- Short problem -
Every line must be returned precisely as it is written.

- - -

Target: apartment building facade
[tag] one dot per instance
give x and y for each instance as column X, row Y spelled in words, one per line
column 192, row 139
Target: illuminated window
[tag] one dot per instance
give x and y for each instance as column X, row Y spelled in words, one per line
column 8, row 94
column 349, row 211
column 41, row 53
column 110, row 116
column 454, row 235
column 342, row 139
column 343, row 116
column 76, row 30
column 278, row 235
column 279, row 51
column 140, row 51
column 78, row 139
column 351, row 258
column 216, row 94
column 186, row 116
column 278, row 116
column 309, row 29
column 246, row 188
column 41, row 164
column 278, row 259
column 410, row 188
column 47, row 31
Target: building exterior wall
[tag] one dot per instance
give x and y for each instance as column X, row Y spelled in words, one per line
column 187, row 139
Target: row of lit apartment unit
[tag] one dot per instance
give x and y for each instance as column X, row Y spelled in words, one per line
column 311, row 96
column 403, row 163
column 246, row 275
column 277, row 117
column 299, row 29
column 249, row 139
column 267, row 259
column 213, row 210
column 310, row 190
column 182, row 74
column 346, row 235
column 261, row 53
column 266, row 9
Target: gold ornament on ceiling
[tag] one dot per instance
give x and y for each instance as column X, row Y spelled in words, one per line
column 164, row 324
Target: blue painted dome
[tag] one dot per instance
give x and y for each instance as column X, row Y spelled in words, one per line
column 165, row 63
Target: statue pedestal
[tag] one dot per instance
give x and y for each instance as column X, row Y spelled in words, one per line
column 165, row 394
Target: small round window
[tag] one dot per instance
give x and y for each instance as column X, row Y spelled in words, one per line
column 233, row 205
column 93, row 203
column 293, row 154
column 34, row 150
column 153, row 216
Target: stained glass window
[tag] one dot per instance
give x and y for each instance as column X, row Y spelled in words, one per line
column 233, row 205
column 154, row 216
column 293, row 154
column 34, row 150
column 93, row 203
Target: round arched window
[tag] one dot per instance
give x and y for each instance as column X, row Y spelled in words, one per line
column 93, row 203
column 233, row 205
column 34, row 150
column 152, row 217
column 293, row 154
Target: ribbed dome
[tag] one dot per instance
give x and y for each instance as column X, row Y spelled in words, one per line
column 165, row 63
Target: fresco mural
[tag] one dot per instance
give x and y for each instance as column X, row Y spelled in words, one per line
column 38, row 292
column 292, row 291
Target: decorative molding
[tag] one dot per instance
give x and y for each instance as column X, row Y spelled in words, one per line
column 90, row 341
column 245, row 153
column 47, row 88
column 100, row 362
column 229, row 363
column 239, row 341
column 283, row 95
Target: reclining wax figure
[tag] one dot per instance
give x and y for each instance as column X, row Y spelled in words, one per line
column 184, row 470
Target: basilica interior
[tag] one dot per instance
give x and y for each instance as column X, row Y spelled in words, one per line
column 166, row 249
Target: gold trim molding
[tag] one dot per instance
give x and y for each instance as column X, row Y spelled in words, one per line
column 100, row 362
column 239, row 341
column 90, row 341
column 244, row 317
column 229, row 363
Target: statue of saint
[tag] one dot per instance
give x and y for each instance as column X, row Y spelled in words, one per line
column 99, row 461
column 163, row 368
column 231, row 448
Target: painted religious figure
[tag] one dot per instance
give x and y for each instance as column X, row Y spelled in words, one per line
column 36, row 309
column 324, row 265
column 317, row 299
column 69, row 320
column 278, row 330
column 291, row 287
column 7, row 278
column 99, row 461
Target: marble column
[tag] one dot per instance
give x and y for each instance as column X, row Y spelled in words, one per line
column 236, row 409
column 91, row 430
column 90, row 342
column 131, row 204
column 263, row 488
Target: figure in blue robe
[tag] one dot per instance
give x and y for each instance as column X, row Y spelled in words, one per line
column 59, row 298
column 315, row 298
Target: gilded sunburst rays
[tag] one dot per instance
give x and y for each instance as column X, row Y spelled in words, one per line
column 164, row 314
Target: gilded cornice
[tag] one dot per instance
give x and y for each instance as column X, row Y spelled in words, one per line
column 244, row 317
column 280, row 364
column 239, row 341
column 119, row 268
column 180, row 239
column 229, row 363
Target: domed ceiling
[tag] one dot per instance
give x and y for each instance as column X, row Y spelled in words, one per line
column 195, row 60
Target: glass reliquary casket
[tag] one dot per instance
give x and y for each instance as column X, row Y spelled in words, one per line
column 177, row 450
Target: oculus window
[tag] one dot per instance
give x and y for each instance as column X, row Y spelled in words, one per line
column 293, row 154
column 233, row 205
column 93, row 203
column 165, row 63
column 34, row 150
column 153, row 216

- - -

- Answer to the exercise -
Target: apartment building facade
[tag] one dot per instance
give x and y for each instance as column X, row Y spelled in words, one per line
column 192, row 139
Target: illuminated window
[tag] one dot per instance
give x and y for each instance as column X, row Y spelled in words, one per line
column 8, row 94
column 349, row 211
column 41, row 53
column 110, row 116
column 454, row 235
column 342, row 139
column 343, row 116
column 76, row 30
column 278, row 235
column 279, row 51
column 140, row 51
column 78, row 139
column 351, row 258
column 216, row 94
column 186, row 116
column 278, row 116
column 309, row 29
column 246, row 188
column 41, row 164
column 278, row 259
column 410, row 188
column 47, row 31
Target: building exterior wall
[tag] one dot per instance
give x and y for each instance as column X, row Y spelled in words, one per line
column 187, row 139
Target: row of lit apartment unit
[tag] one dot per instance
give x and y for each instance as column X, row Y spelled in words, one per line
column 311, row 96
column 403, row 163
column 246, row 275
column 277, row 117
column 299, row 29
column 249, row 139
column 267, row 259
column 213, row 210
column 310, row 190
column 182, row 74
column 346, row 235
column 261, row 53
column 266, row 9
Target: gold ornament on ceiling
[tag] one dot per instance
give x and y for each instance as column X, row Y spelled in words, one per line
column 164, row 324
Target: blue painted dome
[tag] one dot per instance
give x and y for each instance as column X, row Y spelled in words, one per line
column 165, row 63
Target: statue pedestal
[tag] one dot per instance
give x and y for each instance as column X, row Y spelled in words, one per line
column 165, row 394
Target: small round window
[tag] one dot per instance
give x and y for each instance as column X, row Y spelled in words, one per line
column 233, row 205
column 93, row 203
column 293, row 154
column 34, row 150
column 153, row 216
Target: stained glass window
[tag] one dot per instance
give x and y for each instance as column X, row Y spelled in words, one per line
column 233, row 205
column 154, row 216
column 293, row 154
column 34, row 150
column 93, row 203
Target: round arched window
[tag] one dot per instance
give x and y for each instance as column X, row Y spelled in words, one per line
column 93, row 203
column 233, row 205
column 34, row 150
column 152, row 217
column 293, row 154
Target: ribbed dome
[tag] one dot per instance
give x and y for each instance as column X, row Y spelled in words, one per line
column 165, row 63
Target: fresco mural
[tag] one dot per instance
give x and y for each instance as column X, row Y spelled in words, one per line
column 38, row 292
column 292, row 291
Target: decorative molding
[tag] one dot per instance
give x and y for each instance as column X, row Y spelled in words, one per line
column 90, row 341
column 245, row 153
column 47, row 88
column 100, row 362
column 229, row 363
column 239, row 341
column 283, row 95
Target: reclining wax figure
[tag] one dot per instance
give x and y for each instance as column X, row Y spelled in words, one per line
column 184, row 470
Target: basilica interior
[tag] one dot per instance
give x and y for each instance as column X, row Y spelled in words, one per line
column 166, row 249
Target: gold trim molding
[tag] one dot per instance
give x and y for each instance as column X, row Y spelled in words, one per line
column 100, row 362
column 239, row 341
column 90, row 341
column 244, row 317
column 229, row 363
Target: statue of saint
[tag] one dot per instance
give x and y for each instance as column X, row Y spelled in words, one per line
column 99, row 461
column 163, row 368
column 231, row 448
Target: painted religious figure
[tag] one dot per instance
give x and y for each instance as column X, row Y spelled in words, one per line
column 36, row 309
column 324, row 265
column 317, row 299
column 69, row 320
column 278, row 330
column 291, row 287
column 7, row 278
column 99, row 461
Target: marble column
[tag] one dot per instance
give x and y for each instance as column X, row Y spelled in words, one per line
column 236, row 409
column 91, row 430
column 90, row 342
column 131, row 204
column 263, row 488
Target: figure in blue robe
[tag] one dot per instance
give x and y for each instance as column X, row Y spelled in words, one per line
column 59, row 298
column 315, row 298
Target: gilded sunburst rays
[tag] one dot per instance
give x and y for each instance as column X, row Y spelled in words, one per line
column 164, row 314
Target: gilded cornice
[tag] one dot per instance
give x and y for each instance as column X, row Y spelled in words, one per line
column 244, row 317
column 280, row 364
column 239, row 341
column 119, row 268
column 180, row 239
column 229, row 363
Target: domed ceiling
[tag] one dot per instance
give x and y for each instance as column X, row Y spelled in words, one per line
column 195, row 60
Target: glass reliquary casket
[tag] one dot per instance
give x and y for each instance as column X, row Y spelled in words, one per line
column 177, row 450
Target: oculus window
[tag] one dot per instance
give x and y for each instance as column X, row Y spelled in words, one per line
column 293, row 154
column 233, row 205
column 93, row 203
column 165, row 63
column 34, row 150
column 153, row 216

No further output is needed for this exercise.